_Task description_:
Please rewrite the data below from the line with "Task: identify the blue step" up to and including the line with "<point>461,242</point>", shifting each coordinate in the answers by adding 126 to it.

_Information given_:
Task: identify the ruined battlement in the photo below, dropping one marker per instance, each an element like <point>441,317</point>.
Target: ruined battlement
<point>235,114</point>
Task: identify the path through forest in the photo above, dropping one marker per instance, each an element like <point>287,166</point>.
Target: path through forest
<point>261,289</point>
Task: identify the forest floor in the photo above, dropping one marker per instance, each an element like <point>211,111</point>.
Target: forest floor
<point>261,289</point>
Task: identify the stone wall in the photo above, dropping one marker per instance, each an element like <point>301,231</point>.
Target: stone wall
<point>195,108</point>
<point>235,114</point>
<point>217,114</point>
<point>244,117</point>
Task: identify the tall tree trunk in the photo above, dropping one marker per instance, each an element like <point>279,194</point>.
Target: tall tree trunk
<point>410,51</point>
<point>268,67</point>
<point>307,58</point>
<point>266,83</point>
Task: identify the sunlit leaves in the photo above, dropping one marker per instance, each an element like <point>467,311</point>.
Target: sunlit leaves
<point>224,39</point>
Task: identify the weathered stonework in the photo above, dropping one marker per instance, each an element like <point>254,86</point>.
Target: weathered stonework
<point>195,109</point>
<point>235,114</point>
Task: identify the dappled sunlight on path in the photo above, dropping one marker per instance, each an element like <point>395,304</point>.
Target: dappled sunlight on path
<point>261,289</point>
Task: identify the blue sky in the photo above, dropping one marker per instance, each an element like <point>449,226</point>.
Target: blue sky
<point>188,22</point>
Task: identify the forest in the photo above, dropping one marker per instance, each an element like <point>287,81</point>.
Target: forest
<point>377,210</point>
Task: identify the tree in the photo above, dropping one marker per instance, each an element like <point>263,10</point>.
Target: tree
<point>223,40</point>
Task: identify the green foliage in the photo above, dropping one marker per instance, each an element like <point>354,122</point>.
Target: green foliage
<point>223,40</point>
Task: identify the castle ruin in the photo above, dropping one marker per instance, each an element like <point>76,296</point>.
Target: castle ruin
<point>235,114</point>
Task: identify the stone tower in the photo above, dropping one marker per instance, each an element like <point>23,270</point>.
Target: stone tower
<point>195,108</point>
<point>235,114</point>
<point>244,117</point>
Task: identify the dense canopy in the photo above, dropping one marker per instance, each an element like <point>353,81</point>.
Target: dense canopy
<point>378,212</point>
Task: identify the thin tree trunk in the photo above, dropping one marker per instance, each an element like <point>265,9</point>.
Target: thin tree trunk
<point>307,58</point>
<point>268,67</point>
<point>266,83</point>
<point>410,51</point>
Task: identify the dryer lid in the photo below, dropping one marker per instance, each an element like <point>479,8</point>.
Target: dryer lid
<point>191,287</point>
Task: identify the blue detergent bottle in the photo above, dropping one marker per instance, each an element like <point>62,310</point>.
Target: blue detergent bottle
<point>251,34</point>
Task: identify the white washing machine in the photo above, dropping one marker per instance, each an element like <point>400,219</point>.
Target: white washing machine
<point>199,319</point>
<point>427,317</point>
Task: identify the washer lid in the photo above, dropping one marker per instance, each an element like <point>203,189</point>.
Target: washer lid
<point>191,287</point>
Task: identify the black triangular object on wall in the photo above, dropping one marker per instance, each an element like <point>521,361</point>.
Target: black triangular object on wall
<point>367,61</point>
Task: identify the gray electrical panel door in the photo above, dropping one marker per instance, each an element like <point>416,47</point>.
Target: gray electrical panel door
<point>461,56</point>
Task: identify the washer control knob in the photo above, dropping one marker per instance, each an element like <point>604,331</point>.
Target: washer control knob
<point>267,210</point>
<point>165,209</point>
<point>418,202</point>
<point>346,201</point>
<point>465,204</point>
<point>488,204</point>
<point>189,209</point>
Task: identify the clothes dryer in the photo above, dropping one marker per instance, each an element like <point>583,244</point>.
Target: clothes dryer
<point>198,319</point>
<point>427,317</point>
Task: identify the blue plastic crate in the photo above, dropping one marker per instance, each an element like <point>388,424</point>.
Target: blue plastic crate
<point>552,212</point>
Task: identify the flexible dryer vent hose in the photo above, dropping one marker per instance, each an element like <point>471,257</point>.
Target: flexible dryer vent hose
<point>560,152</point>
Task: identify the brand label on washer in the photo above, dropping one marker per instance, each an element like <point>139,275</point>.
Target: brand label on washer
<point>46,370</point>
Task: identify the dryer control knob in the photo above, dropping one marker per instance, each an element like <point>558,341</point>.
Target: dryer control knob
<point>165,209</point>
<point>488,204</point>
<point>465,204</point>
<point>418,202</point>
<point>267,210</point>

--

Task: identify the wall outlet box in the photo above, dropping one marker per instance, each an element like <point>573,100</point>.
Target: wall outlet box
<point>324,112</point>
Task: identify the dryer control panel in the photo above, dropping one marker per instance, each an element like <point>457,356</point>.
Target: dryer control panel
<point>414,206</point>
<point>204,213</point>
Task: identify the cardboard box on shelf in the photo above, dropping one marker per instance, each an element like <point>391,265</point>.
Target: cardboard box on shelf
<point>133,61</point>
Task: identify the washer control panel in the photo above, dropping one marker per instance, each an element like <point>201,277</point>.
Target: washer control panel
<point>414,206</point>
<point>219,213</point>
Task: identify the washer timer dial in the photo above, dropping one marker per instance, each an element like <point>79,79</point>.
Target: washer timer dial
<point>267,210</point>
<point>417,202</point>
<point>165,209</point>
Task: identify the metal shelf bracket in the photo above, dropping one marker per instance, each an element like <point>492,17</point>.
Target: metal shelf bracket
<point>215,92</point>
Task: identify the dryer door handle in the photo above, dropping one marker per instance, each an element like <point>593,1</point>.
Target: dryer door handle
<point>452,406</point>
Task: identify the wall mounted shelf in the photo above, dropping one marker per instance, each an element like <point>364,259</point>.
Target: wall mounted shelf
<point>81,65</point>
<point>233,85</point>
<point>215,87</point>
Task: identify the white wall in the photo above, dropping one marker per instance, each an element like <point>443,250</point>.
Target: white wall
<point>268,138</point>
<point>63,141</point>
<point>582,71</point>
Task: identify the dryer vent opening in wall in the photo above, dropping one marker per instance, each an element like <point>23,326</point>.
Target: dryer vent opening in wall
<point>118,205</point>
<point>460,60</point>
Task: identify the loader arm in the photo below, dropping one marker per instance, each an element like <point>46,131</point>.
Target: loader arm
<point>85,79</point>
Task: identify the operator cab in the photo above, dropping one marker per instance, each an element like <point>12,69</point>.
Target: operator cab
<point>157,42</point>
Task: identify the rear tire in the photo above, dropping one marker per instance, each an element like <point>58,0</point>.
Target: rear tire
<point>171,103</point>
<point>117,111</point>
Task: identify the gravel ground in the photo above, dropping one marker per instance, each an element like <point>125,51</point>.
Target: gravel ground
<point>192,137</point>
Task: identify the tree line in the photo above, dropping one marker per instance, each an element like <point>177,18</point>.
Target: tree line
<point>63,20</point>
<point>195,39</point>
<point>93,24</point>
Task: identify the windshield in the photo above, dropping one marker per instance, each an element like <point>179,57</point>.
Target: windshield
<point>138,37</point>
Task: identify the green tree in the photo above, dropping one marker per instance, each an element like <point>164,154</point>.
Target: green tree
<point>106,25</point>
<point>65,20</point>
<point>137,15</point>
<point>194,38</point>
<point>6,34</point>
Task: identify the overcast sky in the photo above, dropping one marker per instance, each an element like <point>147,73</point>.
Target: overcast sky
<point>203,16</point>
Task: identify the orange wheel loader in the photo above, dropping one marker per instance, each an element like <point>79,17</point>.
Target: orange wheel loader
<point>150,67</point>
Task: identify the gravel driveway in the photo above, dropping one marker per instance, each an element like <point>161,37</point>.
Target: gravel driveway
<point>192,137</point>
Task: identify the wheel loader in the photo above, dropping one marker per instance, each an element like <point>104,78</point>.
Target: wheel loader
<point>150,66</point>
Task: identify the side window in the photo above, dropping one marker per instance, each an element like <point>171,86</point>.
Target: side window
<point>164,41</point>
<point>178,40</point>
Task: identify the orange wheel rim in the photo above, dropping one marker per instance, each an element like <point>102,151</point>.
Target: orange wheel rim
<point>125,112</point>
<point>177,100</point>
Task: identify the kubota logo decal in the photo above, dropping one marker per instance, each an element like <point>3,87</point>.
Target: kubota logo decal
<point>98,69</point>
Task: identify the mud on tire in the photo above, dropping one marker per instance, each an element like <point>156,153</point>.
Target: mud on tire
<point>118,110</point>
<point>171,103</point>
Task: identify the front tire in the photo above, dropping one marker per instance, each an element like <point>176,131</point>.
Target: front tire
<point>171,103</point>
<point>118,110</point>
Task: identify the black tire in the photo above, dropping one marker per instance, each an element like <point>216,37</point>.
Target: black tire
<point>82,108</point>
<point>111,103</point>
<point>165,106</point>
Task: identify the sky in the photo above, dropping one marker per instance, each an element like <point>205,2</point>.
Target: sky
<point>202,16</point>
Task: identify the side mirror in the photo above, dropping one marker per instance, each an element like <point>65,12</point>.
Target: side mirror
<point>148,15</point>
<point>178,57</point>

...

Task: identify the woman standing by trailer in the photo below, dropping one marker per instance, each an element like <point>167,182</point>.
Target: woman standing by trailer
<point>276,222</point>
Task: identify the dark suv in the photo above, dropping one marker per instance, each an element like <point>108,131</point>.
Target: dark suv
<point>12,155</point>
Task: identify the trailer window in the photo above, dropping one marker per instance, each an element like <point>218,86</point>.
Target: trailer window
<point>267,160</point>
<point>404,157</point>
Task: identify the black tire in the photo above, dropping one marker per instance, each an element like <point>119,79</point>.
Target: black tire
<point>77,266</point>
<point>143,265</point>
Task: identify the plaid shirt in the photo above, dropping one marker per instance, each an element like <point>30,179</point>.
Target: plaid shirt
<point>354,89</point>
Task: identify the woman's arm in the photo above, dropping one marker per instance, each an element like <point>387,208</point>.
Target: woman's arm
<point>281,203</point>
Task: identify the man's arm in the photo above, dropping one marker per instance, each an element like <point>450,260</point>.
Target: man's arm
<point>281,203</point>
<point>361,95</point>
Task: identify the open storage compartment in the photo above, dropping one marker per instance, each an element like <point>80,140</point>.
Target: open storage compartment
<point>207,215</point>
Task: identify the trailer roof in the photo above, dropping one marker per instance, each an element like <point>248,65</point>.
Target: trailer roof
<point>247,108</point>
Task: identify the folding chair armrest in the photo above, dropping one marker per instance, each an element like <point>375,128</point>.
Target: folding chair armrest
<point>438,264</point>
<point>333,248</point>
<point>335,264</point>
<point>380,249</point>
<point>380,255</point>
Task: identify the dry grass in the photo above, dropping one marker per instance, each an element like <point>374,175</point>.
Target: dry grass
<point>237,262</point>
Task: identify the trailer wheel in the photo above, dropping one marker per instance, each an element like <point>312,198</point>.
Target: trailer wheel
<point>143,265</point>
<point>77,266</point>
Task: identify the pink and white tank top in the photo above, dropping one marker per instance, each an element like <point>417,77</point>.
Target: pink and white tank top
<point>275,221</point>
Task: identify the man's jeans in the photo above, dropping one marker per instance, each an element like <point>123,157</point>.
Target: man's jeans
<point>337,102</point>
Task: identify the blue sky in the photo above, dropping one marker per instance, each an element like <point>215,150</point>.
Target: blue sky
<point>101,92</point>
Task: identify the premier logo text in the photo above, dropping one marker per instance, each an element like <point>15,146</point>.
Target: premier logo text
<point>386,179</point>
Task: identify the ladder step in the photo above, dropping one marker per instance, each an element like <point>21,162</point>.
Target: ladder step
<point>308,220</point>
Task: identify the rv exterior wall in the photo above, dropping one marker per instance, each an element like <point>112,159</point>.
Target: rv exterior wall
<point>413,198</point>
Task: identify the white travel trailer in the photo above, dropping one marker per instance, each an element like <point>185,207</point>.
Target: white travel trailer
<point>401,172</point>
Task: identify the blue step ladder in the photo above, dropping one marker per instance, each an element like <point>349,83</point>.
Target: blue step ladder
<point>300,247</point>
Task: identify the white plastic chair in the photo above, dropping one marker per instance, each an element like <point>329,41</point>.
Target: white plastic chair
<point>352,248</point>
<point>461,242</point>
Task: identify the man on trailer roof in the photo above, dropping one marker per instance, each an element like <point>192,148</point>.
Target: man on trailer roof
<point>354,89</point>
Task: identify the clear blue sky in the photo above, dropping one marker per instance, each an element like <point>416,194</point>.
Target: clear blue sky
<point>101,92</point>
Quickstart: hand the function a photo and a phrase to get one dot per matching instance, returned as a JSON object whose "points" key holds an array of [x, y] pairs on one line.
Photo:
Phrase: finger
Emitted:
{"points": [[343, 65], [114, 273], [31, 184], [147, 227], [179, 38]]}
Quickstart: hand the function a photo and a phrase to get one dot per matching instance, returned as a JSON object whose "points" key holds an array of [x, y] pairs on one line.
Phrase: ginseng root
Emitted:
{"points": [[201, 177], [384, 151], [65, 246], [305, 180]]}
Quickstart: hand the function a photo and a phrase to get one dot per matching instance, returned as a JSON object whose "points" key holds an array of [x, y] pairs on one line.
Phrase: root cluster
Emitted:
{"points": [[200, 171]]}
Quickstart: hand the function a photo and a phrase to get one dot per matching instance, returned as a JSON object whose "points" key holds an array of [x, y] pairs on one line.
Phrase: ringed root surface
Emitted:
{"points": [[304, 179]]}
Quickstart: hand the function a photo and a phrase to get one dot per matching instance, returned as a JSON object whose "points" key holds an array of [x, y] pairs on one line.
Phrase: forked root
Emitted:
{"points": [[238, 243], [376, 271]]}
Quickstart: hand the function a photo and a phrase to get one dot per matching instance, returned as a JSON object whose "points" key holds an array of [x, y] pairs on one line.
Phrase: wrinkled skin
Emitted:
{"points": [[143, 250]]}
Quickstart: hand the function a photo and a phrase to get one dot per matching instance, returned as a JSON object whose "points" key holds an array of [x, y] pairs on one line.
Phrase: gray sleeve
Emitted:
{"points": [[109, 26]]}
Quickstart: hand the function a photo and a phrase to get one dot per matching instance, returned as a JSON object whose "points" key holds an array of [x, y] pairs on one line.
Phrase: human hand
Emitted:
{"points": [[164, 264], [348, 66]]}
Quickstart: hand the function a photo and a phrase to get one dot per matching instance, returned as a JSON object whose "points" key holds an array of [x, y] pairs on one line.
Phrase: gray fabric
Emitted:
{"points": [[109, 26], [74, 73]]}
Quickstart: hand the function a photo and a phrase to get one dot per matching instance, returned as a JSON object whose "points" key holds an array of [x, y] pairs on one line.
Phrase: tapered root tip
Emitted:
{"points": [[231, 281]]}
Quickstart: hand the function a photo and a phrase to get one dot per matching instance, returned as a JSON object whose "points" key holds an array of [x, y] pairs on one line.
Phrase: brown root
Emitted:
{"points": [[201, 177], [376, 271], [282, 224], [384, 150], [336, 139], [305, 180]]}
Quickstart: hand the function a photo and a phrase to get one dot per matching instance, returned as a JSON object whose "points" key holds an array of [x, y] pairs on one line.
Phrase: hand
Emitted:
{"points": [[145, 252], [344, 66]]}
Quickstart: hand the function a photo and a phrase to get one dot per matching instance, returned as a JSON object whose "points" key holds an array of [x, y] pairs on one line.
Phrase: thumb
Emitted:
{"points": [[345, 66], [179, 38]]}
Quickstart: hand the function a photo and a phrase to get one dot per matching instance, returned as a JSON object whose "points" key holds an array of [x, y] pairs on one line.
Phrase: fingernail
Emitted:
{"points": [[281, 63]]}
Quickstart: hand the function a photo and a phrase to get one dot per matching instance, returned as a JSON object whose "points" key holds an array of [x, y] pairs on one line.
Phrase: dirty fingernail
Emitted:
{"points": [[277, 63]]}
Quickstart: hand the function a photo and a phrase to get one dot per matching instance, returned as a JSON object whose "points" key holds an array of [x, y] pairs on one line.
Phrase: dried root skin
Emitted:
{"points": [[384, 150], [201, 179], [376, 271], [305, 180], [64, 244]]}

_Completed exercise_:
Task: identify the blue step ladder in the photo above, dropping one marker per instance, each an element like <point>349,83</point>.
Target: blue step ladder
<point>426,373</point>
Task: identify the white plastic chair in the photo above, dropping one marker per instance, each an element like <point>329,41</point>.
Target: white plastic chair
<point>478,374</point>
<point>587,368</point>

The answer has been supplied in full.